Copy out all of the lines below, substituting "Coordinates" for "Results" wherever it occurs and leaving everything else unchanged.

=======

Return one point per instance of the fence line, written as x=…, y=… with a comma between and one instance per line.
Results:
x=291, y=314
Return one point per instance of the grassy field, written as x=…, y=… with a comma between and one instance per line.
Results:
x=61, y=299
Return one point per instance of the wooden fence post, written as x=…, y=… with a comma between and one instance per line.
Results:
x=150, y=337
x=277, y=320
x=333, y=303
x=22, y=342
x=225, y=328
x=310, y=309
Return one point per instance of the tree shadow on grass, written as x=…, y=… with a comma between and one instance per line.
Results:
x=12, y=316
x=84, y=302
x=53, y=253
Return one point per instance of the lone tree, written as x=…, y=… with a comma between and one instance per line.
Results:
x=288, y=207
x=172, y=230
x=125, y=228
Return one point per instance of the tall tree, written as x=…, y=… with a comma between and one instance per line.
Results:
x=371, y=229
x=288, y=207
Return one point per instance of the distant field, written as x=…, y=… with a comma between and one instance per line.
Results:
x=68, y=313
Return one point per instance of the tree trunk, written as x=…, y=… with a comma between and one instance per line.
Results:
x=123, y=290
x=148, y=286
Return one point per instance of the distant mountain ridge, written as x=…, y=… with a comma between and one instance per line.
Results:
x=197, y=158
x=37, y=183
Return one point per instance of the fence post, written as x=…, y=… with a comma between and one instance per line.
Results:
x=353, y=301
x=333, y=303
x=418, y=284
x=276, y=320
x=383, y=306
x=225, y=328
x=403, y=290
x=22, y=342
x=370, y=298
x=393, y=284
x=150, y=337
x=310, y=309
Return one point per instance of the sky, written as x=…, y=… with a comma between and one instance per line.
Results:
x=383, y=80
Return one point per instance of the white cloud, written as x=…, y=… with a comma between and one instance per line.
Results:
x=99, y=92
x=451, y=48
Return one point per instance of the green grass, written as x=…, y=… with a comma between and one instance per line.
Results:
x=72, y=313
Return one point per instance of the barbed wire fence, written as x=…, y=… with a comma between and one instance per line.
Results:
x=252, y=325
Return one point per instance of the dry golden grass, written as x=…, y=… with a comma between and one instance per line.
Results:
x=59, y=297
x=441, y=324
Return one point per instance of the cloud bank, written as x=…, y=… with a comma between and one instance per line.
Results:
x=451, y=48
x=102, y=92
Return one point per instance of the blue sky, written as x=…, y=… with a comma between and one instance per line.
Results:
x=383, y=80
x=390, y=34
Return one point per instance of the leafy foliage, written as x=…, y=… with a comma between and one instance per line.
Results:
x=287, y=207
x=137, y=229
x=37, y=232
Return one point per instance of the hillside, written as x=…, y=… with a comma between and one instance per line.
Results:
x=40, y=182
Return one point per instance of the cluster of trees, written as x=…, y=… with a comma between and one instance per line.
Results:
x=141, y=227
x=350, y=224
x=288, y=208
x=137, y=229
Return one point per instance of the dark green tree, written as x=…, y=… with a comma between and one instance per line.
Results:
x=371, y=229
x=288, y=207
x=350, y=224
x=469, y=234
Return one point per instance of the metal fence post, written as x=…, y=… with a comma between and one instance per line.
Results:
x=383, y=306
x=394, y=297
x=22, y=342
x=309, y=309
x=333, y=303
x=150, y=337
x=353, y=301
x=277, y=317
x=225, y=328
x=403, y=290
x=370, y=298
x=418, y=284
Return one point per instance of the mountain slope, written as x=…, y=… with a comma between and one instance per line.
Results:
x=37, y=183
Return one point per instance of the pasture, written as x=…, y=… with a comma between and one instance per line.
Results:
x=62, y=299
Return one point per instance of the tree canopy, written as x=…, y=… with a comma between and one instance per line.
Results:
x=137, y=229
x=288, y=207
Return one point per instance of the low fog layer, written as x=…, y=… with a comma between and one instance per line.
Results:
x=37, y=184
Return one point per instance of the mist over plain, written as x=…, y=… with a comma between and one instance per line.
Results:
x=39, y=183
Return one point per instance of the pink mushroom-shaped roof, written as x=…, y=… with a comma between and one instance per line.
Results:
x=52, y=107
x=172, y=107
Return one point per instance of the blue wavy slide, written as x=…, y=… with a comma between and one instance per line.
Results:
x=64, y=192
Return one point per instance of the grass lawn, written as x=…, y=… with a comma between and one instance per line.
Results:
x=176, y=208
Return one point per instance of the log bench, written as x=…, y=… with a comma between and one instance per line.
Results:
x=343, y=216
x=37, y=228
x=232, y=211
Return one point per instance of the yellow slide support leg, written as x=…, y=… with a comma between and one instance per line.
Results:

=======

EXPECTED ANSWER:
Return one point per instance of the fence line, written as x=…, y=… with a comma between and one instance per line.
Coordinates:
x=291, y=314
Return one point per instance of the grassy field, written as x=…, y=… with a comma between and one instance per line.
Coordinates:
x=61, y=299
Return one point per instance of the wooden fence post, written as x=…, y=… with a comma between and one instance per line.
Coordinates:
x=150, y=337
x=277, y=320
x=333, y=303
x=22, y=342
x=225, y=328
x=310, y=309
Return one point per instance of the tree shadow on grass, written as x=…, y=… with a comma between and one instance per line.
Coordinates:
x=12, y=316
x=84, y=302
x=53, y=253
Return one point per instance of the lone tree, written as x=…, y=… with a comma between and one instance per line.
Coordinates:
x=288, y=207
x=172, y=230
x=125, y=228
Return one point per instance of the tall tree, written as x=…, y=… with a comma between and one instance per line.
Coordinates:
x=371, y=229
x=288, y=207
Return one point per instance of the distant field, written as x=…, y=… with a comma between and one instance per line.
Coordinates:
x=68, y=313
Return one point per instance of the tree trunk, written as x=…, y=… with a comma between and one instance per line.
Coordinates:
x=123, y=290
x=148, y=286
Return one point per instance of the distant mountain ridge, written as x=…, y=… with a comma between and one instance per line.
Coordinates:
x=197, y=158
x=37, y=183
Return one point per instance of the fence post, written as x=…, y=… with a comma between and one instance per line.
Coordinates:
x=353, y=301
x=333, y=303
x=418, y=284
x=276, y=320
x=383, y=306
x=225, y=328
x=403, y=290
x=22, y=342
x=370, y=298
x=393, y=284
x=150, y=337
x=310, y=309
Return one point per instance of the sky, written as x=…, y=… with a comma between and one instance per line.
Coordinates:
x=383, y=80
Return one point per instance of the white cloud, written as x=…, y=… with a comma between and one instance per line.
Coordinates:
x=99, y=92
x=451, y=48
Return one point per instance of the green grass, written as x=…, y=… with a comma between and one instance per line.
Coordinates:
x=72, y=313
Return one point per instance of the barbed wire fence, written as x=…, y=… with a comma between and one instance per line.
Coordinates:
x=252, y=325
Return one point per instance of the dry golden grass, written as x=…, y=… with a comma between and one instance per line.
Coordinates:
x=59, y=297
x=441, y=324
Return one point per instance of the cloud bank, written as x=…, y=… with a comma between and one instance per line.
Coordinates:
x=451, y=48
x=102, y=92
Return one point per instance of the blue sky, written as x=…, y=… with a comma between and one instance per line.
Coordinates:
x=383, y=80
x=390, y=34
Return one point per instance of the leafy foliage, written as x=…, y=… with a comma between and one instance per line.
Coordinates:
x=287, y=207
x=137, y=229
x=37, y=232
Return one point per instance of the hillside, written as x=…, y=… with a comma between and one instance per line.
Coordinates:
x=40, y=182
Return one point per instance of the cluster of trees, written as x=…, y=… with a comma between and one instance per line.
Coordinates:
x=141, y=227
x=350, y=224
x=288, y=208
x=137, y=229
Return one point per instance of the dark green tree, written as x=…, y=… with a comma between and one instance per line.
Coordinates:
x=371, y=229
x=288, y=207
x=350, y=224
x=469, y=234
Return one point per instance of the metal fence post, written as x=…, y=… with a comma between and one instance per line.
Coordinates:
x=383, y=306
x=394, y=297
x=22, y=342
x=309, y=309
x=333, y=303
x=150, y=337
x=353, y=301
x=277, y=317
x=225, y=328
x=403, y=290
x=370, y=298
x=418, y=284
Return one point per instance of the mountain slope, written as x=…, y=… with a comma between and one instance per line.
Coordinates:
x=37, y=183
Return one point per instance of the pasture, written as x=…, y=… with a comma between and one instance per line.
Coordinates:
x=62, y=299
Return one point per instance of the tree canopy, written as x=…, y=… with a comma between and one instance per line.
Coordinates:
x=137, y=229
x=288, y=207
Return one point per instance of the low fog layer, written as x=…, y=… with a comma between and one instance per line.
Coordinates:
x=37, y=184
Return one point per instance of the mist over plain, written as x=…, y=… with a comma between and one instance per line.
Coordinates:
x=39, y=183
Return one point per instance of the pink mushroom-shaped roof, written as x=…, y=… with a comma between and one instance per line.
Coordinates:
x=52, y=107
x=172, y=107
Return one point per instance of the blue wavy slide, written as x=…, y=… with a comma between and one instance per line.
Coordinates:
x=64, y=192
Return one point per instance of the grass lawn, written as x=…, y=… with a comma between and one instance per line.
Coordinates:
x=176, y=208
Return one point per instance of the log bench, written as x=…, y=… with a comma between and one instance per line.
Coordinates:
x=343, y=216
x=37, y=228
x=232, y=211
Return one point per instance of the yellow slide support leg, written as x=…, y=… with a comma between and one instance per line.
Coordinates:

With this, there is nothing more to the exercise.